__Exercise__
Copy the entries below exactly. Images do not belong in the copy.

━━ Source records

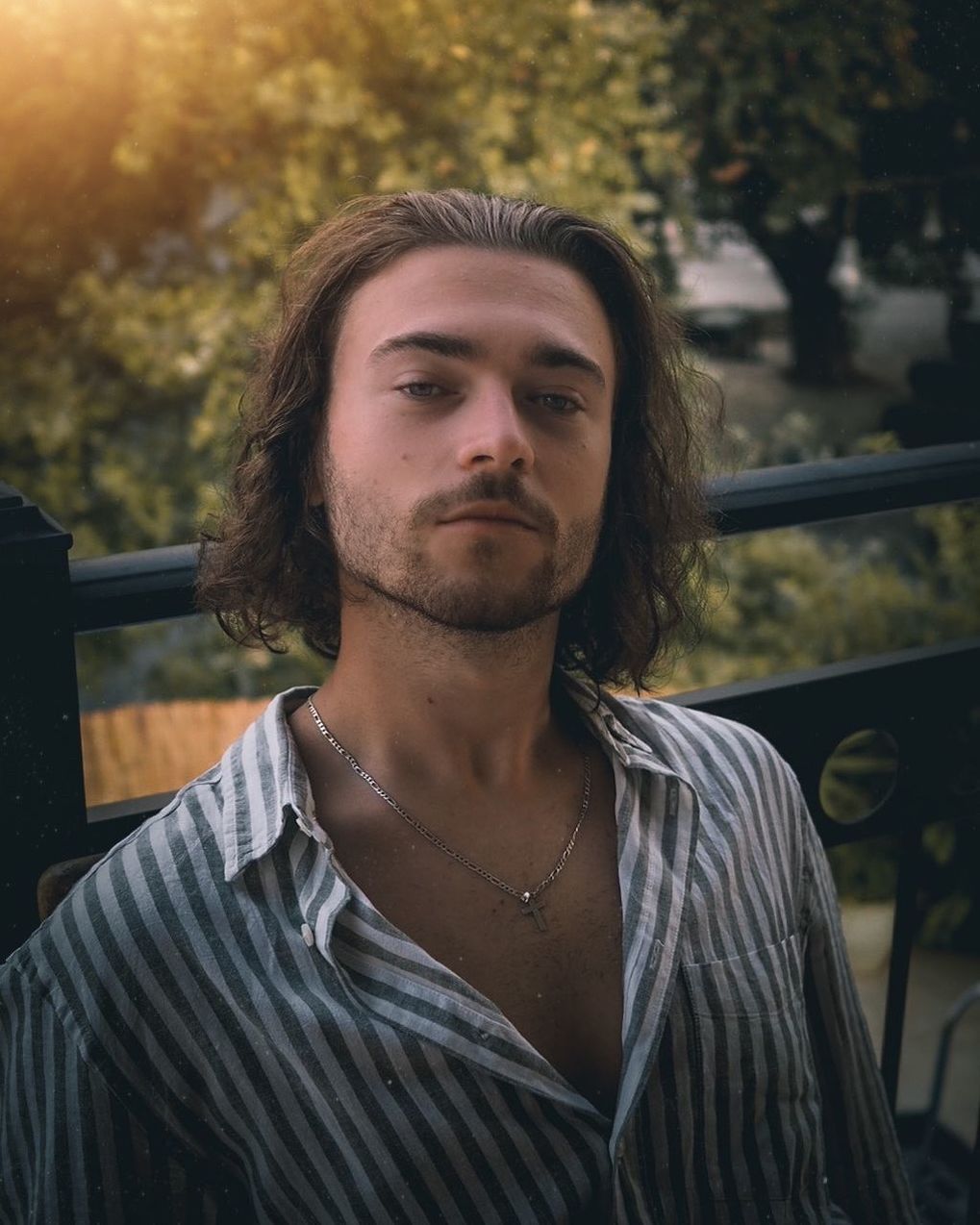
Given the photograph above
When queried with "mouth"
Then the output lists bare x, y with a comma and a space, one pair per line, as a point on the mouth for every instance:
489, 515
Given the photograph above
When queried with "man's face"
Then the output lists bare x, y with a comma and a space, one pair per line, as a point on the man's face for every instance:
466, 437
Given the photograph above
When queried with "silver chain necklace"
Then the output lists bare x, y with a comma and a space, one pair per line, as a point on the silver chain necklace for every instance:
528, 898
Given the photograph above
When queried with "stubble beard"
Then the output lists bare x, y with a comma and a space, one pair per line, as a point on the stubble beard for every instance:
379, 555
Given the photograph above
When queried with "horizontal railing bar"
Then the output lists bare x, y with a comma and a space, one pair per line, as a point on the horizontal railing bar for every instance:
156, 585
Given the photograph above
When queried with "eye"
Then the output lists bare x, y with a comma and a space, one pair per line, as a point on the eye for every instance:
420, 389
558, 402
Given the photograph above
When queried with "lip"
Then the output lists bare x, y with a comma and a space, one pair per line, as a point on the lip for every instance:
490, 512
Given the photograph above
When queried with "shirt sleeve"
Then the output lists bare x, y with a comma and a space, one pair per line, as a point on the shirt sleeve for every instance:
865, 1169
70, 1149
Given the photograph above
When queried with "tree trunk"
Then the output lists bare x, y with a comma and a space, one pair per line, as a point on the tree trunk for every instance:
822, 349
802, 258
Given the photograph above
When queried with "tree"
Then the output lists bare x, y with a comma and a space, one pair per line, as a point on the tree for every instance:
783, 104
161, 160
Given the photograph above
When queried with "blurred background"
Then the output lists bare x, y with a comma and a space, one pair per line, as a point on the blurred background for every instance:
804, 178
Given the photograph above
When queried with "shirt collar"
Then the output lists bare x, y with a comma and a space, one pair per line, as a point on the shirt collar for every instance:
264, 783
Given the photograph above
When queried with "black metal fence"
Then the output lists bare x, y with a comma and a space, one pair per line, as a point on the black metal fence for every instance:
924, 703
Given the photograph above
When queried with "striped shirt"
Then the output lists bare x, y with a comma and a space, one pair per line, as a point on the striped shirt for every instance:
218, 1025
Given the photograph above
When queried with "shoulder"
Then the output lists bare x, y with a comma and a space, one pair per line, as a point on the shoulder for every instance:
726, 762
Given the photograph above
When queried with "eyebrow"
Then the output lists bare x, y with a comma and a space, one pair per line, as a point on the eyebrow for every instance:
446, 344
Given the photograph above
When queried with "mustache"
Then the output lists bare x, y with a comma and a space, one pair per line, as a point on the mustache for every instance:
487, 488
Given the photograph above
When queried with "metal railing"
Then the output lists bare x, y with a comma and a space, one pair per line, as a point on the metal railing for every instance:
921, 698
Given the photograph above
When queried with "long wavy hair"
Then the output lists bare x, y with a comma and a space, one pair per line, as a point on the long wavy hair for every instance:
268, 564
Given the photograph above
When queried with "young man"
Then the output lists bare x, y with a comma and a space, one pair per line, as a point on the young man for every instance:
456, 936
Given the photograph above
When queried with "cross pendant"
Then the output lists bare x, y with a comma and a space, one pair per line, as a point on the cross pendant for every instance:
532, 907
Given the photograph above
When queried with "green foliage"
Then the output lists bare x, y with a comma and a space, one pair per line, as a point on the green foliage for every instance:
162, 158
778, 94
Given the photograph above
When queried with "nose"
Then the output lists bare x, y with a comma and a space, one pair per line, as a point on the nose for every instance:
493, 434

━━━━

__Response__
Given the photograph above
When queried with "mouth"
Then the output lists bare x, y with a comma and a space, one pair per line, as a point on the mouth for every instance:
489, 515
Given the photograph above
When queried with "man's face"
Then the output lists bare x, y with a comma and a space, one pair per line, as a point on the man's face for every instance:
466, 437
Given the photograph above
When queried with "silver chain necklace"
Then the output lists bare x, y with a comma and a space, one pair per line, as a point on the silver chain necklace for every instance:
528, 898
Given the photograph above
When queried with "stubble beard"
Then the output lists bare x, y with a comma and a space, one pair per line, as a point on the stubble beard for every instance:
379, 555
Given the photograph above
When queried with "horizontal railing bar"
Then the output lists bare x, y with a comma and a space, one pair per line, as a point on the horizontal railing bar for every instance:
156, 585
Given the photograph above
When queried with "eye"
Then the output lists bare x, y with a comma and a space, one pair per line, as a point on the eye for every instance:
420, 389
558, 402
Given the photograph above
When queried with "lip"
Then the output lists bare x, y with a comma and a space, one pair per line, as a point on the lip for every instance:
490, 512
Given the photograph above
When queried with "shirt sleeve"
Then the output lists bare x, y with a comma and a space, one pair per line, as a point on the shirt sleeve for every instance:
865, 1169
70, 1149
Given the photograph above
When queried with "tree trunk"
Then the output lists bare x, y with a comma and a space, one pair per line, as a point on the tree trunk for every instance:
822, 349
802, 258
Given the photograph above
When queried with "tree"
Then the output lists bare x, y with a comma and a space, one pair per line, as a point on the tree for every instance:
783, 104
161, 160
Given the photograph above
When queried with "blurred background"
Then the output lists bare x, y with a comma and a space, one pair per line, as a point on the blurred background for every instance:
804, 178
Given the photograph above
When queried with "shirt collar"
Then the output lists bare x, y with a comma and a space, one pair per line, as a point on the shirt collar for every instance:
264, 783
Given the photograph above
When queried with "black metal fence"
Then the output lists bare x, y with a comma and a space, one pair per line, as a point on the black metal fence for every instance:
924, 703
Given the photograph above
When queried with "striped shirt"
Then the output lists bare x, y with a comma and a space, one pair per line, as a point on the striped shirt for every instance:
218, 1025
Given the photograph above
When queried with "shoulder"
Then the output lists bare x, y with a comma and a space, one pair per line, as a point on the shoulder for every instance:
726, 762
Given the photograph above
When queried with "eyebrow"
Then the output lists bare x, y with a comma and a space, one pair per line, as a point on the eyebrow for every instance:
446, 344
Given the photograph above
When queried with "mustache"
Then the output lists bare x, y with a comma and a space, one pair per line, as a point on the mustache for every instance:
487, 488
Given the photograph above
When queried with "metal railing"
Then the output lists bare x, y with a comma and a space, one pair per line, as a point on the metal railing for every instance:
921, 698
Given the photograph above
When queried with "long wavy hair"
Then the output lists bare x, y with a comma and a space, one pair per line, as a point on the long wavy hair for every instance:
268, 564
Given the photograph above
When queried with "young man"
Then the output lists bare x, y with a comma and a space, one pair per line, as a point on the young man for every instance:
456, 936
Given the photograph above
When queried with "cross pendant"
Then the output lists bare x, y with a comma and a space, one pair per line, as a point on the cross pendant for every instance:
532, 907
Given the photograph above
When queried with "green foliage"
Then the output lists bare x, y with a comma and a space, one pair per line, as a point on the green foliage for every instance:
162, 158
778, 94
Given the photograph above
When queried with "nose"
Then the output lists bare x, y with a comma and a space, one pair per line, as a point on the nose for every instance:
493, 434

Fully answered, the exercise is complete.